**Task directions**
Only the lines holding the word "street" are wanted; copy each of them from the listing.

**Data section**
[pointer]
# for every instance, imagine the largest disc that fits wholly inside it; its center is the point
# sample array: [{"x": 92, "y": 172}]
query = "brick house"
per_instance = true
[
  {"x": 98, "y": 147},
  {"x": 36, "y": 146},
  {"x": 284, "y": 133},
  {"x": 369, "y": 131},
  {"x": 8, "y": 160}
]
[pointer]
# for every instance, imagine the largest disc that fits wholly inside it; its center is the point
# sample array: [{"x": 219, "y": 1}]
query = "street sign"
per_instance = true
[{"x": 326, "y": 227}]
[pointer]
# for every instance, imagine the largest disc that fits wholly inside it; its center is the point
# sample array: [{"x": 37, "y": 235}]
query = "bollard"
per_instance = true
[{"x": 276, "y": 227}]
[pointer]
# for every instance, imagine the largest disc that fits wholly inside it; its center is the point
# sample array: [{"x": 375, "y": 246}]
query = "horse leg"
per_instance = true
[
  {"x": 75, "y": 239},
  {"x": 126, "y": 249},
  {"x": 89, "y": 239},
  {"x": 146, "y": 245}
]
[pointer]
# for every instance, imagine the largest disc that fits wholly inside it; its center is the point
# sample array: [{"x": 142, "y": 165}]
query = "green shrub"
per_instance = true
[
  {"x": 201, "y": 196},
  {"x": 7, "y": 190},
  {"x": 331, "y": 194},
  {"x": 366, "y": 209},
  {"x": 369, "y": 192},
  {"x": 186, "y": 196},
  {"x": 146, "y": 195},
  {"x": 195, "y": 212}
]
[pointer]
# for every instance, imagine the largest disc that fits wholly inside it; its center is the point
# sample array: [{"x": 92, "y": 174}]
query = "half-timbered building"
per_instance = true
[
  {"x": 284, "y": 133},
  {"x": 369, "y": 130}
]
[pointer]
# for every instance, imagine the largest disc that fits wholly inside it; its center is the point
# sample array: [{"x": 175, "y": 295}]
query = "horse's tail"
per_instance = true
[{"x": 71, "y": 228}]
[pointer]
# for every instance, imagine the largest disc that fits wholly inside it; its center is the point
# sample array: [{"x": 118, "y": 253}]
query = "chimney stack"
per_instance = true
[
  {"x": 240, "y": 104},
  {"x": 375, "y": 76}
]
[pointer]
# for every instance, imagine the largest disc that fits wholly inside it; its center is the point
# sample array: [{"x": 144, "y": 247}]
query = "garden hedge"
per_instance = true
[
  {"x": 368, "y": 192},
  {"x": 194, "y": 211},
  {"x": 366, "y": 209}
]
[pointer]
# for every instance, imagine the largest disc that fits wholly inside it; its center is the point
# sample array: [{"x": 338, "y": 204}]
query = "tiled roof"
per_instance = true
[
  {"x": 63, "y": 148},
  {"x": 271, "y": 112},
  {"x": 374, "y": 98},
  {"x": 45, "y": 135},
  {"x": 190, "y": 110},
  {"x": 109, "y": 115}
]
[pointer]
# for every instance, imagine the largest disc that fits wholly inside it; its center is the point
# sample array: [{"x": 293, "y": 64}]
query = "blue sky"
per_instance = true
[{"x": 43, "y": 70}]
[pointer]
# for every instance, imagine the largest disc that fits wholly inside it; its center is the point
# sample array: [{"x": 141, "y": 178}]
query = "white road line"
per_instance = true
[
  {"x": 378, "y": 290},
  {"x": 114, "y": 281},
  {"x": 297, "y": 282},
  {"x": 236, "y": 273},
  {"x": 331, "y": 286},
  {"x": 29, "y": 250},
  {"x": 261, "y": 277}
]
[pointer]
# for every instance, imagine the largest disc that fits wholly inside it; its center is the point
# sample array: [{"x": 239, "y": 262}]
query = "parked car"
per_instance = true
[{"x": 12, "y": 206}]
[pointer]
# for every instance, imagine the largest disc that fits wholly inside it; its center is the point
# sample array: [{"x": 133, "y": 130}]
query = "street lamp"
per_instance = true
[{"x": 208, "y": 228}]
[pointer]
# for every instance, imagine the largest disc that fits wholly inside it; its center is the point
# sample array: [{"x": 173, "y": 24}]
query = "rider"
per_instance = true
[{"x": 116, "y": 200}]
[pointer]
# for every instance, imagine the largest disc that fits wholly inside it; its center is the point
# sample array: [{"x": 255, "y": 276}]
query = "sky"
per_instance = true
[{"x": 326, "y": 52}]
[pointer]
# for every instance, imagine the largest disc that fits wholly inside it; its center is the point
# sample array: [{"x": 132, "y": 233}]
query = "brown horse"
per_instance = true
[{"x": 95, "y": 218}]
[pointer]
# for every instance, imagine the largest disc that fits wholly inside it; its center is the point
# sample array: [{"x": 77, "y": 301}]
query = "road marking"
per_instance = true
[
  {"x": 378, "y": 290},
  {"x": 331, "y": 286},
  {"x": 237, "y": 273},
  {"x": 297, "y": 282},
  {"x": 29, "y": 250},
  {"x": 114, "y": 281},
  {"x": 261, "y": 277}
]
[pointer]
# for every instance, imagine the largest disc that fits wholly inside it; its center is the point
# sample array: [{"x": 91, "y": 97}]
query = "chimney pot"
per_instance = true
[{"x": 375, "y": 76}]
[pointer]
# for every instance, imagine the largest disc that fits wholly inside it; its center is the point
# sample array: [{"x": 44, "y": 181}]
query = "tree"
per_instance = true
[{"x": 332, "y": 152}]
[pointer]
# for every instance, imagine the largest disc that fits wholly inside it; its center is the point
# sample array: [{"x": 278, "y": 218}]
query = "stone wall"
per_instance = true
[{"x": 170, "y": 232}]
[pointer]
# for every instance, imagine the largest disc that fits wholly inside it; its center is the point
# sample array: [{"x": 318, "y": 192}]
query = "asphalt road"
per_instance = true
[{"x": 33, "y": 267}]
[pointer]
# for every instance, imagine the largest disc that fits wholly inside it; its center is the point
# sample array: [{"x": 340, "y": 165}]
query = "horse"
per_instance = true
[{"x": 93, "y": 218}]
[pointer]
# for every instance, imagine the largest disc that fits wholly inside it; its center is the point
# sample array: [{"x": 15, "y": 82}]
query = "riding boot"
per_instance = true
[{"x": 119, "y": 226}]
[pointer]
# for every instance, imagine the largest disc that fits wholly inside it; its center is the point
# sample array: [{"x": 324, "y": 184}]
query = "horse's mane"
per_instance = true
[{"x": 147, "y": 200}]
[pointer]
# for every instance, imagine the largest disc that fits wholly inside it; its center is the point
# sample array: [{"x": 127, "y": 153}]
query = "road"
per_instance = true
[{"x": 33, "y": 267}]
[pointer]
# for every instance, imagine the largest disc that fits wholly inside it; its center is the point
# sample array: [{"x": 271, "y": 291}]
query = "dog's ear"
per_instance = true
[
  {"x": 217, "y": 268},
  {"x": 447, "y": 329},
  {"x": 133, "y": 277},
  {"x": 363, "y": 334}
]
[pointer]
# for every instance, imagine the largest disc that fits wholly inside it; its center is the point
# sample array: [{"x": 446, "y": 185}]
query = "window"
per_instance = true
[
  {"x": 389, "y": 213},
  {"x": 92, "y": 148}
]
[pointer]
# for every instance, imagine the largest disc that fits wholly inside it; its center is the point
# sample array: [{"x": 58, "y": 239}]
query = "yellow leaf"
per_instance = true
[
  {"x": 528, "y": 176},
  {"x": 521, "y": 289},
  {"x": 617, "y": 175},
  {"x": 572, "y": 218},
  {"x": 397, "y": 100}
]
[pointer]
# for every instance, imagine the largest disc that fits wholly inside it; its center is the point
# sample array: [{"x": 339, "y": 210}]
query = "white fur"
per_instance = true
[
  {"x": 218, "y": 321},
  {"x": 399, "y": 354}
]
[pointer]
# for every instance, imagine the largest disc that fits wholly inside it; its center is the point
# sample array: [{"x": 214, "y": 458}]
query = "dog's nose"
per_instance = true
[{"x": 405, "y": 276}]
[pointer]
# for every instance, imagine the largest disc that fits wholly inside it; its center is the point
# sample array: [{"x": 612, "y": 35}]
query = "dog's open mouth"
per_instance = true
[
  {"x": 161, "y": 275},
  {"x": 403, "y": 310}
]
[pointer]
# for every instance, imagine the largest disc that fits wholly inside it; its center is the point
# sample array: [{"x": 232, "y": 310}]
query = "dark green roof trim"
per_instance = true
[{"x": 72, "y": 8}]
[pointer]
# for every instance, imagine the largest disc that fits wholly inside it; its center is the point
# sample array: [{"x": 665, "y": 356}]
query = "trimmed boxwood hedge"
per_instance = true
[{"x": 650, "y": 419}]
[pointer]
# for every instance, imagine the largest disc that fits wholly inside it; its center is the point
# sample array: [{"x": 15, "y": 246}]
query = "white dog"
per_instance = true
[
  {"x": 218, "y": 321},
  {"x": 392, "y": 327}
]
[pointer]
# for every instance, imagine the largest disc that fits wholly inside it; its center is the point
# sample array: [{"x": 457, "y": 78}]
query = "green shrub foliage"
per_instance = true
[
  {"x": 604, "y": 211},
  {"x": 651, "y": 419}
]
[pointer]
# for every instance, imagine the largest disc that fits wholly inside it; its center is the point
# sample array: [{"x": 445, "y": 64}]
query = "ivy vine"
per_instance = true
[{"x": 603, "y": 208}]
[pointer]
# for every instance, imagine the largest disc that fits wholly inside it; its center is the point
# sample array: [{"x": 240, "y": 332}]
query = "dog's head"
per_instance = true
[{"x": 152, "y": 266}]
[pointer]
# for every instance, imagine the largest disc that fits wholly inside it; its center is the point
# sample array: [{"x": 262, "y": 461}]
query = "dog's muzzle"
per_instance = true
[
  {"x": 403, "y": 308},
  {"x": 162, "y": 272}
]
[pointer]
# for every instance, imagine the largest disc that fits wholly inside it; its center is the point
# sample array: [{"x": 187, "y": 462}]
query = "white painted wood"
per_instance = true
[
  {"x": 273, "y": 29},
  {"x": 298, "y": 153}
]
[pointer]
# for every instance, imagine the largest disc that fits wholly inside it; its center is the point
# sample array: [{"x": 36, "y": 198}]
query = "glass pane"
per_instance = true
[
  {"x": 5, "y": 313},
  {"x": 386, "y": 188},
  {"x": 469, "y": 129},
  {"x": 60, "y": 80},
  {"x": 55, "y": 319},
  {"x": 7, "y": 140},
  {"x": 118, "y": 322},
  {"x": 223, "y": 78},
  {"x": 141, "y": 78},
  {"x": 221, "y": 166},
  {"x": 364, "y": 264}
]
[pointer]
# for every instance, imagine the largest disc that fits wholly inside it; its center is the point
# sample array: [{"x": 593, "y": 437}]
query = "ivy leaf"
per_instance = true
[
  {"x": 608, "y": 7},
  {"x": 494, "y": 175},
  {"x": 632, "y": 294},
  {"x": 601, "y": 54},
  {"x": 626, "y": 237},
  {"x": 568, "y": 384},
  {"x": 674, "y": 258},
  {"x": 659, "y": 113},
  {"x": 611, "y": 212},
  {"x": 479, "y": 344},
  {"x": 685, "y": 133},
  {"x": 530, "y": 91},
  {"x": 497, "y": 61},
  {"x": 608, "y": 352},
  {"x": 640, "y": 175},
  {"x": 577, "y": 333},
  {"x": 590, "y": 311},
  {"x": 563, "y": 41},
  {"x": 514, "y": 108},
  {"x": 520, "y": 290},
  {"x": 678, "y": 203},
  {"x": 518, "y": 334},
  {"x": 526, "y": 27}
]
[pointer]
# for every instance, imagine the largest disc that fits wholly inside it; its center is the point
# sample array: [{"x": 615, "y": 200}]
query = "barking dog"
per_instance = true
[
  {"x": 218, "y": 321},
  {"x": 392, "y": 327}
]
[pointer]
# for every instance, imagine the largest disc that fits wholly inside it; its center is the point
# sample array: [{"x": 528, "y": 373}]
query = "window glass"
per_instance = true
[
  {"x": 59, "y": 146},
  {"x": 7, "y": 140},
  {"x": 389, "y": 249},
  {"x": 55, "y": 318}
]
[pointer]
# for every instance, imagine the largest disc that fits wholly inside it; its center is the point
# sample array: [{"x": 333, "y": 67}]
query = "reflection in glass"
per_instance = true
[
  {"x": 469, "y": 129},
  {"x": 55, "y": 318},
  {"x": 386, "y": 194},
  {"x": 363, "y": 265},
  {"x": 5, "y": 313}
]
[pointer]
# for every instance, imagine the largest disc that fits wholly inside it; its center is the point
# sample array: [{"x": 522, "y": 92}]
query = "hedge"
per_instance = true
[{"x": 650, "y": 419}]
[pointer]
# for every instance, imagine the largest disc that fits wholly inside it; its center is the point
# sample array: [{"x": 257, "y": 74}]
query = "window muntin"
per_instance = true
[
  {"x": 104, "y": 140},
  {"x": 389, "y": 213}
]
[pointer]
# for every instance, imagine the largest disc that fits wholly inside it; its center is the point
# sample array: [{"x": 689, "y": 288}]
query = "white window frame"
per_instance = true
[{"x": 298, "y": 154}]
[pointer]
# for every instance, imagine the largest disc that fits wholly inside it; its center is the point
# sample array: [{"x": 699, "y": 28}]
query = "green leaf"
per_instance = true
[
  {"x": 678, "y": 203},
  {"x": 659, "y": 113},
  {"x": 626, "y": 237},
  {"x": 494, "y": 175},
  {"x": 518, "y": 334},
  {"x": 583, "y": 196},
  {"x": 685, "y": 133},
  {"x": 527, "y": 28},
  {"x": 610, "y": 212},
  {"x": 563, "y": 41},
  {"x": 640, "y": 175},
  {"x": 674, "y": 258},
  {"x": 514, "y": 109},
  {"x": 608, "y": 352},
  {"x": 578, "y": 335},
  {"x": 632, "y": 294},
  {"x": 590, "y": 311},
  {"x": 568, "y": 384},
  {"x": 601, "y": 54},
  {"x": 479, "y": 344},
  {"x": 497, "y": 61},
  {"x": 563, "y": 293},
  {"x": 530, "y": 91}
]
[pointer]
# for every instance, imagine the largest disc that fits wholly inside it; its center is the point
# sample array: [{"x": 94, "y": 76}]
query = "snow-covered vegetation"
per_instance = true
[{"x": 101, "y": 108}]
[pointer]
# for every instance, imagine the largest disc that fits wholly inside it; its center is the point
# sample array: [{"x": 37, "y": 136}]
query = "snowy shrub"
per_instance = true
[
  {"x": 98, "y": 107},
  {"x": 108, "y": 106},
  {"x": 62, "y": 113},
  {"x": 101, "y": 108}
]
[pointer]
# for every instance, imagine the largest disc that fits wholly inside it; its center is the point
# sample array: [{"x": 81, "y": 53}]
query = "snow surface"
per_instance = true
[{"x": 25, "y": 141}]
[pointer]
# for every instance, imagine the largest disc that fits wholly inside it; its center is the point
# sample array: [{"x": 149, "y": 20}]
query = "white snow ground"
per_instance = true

**Exercise answer**
query = "street sign"
query = "street lamp"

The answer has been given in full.